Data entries

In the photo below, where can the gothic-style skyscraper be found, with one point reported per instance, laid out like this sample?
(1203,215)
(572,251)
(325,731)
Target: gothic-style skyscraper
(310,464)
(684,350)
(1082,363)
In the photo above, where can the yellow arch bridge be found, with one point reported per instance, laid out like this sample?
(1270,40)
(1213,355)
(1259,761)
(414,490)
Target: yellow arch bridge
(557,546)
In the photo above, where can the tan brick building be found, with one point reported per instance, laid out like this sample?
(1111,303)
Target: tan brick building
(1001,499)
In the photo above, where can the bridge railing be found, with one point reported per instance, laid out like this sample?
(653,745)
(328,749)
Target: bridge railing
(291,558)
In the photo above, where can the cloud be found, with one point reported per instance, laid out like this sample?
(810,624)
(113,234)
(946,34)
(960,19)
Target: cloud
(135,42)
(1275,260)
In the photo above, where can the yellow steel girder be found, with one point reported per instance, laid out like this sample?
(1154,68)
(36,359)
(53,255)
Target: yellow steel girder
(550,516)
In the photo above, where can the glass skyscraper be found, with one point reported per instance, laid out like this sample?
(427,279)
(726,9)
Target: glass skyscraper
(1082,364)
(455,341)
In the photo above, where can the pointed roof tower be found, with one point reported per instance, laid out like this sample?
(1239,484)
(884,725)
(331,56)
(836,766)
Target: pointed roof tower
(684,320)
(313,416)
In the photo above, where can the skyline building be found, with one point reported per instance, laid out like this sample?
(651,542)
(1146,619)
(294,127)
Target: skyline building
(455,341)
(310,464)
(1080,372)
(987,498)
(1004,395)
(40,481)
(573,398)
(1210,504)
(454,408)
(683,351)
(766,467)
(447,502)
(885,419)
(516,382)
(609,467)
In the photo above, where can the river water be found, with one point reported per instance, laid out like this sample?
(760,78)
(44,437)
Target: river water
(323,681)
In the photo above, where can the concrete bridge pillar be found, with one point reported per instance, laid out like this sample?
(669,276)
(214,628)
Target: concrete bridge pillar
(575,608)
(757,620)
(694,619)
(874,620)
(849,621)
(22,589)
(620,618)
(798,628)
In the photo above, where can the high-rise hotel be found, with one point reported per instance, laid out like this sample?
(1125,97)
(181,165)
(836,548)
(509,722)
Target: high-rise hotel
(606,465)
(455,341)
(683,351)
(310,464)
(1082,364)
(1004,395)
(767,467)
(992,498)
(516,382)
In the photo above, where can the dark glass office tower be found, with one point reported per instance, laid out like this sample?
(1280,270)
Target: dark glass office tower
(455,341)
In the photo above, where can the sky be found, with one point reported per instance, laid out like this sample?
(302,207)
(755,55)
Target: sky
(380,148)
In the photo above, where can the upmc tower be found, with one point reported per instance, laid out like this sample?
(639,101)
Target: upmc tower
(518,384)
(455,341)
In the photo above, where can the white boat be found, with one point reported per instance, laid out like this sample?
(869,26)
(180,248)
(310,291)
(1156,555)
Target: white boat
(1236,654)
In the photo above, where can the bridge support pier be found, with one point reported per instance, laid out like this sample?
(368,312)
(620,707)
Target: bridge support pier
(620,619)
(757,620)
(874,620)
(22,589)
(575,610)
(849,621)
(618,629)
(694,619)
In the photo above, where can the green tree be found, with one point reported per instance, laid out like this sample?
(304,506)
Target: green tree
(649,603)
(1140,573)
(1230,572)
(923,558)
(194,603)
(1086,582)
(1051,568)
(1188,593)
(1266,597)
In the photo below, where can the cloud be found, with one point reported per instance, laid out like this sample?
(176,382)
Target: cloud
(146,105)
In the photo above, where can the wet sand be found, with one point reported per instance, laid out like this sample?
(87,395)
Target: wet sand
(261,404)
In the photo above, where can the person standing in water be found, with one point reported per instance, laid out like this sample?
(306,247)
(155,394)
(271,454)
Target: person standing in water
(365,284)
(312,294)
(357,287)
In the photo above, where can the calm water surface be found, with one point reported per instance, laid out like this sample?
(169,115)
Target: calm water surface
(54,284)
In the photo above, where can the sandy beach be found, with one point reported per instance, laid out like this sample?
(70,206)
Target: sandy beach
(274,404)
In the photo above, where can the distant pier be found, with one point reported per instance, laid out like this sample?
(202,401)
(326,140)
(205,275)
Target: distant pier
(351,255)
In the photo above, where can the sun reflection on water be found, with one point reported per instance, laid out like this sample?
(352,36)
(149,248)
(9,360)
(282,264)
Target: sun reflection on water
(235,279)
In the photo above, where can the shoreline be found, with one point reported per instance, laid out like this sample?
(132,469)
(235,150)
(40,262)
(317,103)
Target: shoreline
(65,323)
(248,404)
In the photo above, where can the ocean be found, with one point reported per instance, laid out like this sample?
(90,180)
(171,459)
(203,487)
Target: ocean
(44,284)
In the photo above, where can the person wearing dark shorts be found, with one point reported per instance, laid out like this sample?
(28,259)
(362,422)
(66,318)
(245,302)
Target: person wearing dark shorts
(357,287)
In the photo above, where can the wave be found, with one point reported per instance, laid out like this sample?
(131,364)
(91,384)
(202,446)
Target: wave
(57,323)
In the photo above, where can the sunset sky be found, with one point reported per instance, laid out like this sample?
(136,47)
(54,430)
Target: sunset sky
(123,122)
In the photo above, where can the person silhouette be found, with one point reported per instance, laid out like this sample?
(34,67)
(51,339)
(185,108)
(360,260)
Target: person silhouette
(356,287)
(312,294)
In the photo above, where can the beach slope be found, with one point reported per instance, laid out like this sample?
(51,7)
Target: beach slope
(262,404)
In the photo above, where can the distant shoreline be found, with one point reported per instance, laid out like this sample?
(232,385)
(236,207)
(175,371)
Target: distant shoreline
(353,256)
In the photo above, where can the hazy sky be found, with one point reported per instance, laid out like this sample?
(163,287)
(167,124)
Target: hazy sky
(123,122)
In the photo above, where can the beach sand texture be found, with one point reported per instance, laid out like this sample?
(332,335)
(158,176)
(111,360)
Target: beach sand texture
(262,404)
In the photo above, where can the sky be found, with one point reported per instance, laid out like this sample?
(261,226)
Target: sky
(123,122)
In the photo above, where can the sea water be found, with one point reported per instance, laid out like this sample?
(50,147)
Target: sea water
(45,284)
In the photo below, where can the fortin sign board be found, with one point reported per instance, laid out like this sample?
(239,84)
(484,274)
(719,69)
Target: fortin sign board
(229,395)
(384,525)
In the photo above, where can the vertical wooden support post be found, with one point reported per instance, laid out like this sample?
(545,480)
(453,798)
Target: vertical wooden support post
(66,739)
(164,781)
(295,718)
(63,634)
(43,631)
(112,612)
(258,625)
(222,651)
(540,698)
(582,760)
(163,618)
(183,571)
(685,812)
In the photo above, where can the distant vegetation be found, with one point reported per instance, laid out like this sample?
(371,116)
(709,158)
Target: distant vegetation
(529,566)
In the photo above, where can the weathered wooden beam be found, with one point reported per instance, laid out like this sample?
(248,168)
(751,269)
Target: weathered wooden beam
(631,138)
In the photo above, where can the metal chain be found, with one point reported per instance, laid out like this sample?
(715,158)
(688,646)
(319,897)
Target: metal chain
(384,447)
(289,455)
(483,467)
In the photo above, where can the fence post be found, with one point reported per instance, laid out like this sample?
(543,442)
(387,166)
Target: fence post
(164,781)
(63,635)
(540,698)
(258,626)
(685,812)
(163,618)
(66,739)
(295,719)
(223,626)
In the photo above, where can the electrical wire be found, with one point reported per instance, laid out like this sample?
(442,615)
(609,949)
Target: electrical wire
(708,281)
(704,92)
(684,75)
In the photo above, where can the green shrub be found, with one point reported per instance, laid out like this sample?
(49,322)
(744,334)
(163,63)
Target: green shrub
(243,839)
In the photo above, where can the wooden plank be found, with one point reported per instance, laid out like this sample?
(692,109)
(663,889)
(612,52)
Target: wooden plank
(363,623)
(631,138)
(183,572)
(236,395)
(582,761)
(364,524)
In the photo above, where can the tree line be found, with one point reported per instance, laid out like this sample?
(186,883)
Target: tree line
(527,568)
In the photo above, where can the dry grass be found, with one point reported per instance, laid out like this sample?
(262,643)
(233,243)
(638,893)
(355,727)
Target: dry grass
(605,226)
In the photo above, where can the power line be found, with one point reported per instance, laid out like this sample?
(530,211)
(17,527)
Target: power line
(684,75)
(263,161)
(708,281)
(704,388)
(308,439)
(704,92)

# [Problem to solve]
Write down every line of the data above that includes the string "below".

# [Solved exercise]
In the photo below, where can the gothic-style skyscraper be found, with one point reported per instance, laid out like this sample?
In the photo below, where can the cloud be found, with one point reported per instance, laid out like this sample?
In the photo below, where can the fortin sign board be found, with one point reported per instance, laid out like this sample?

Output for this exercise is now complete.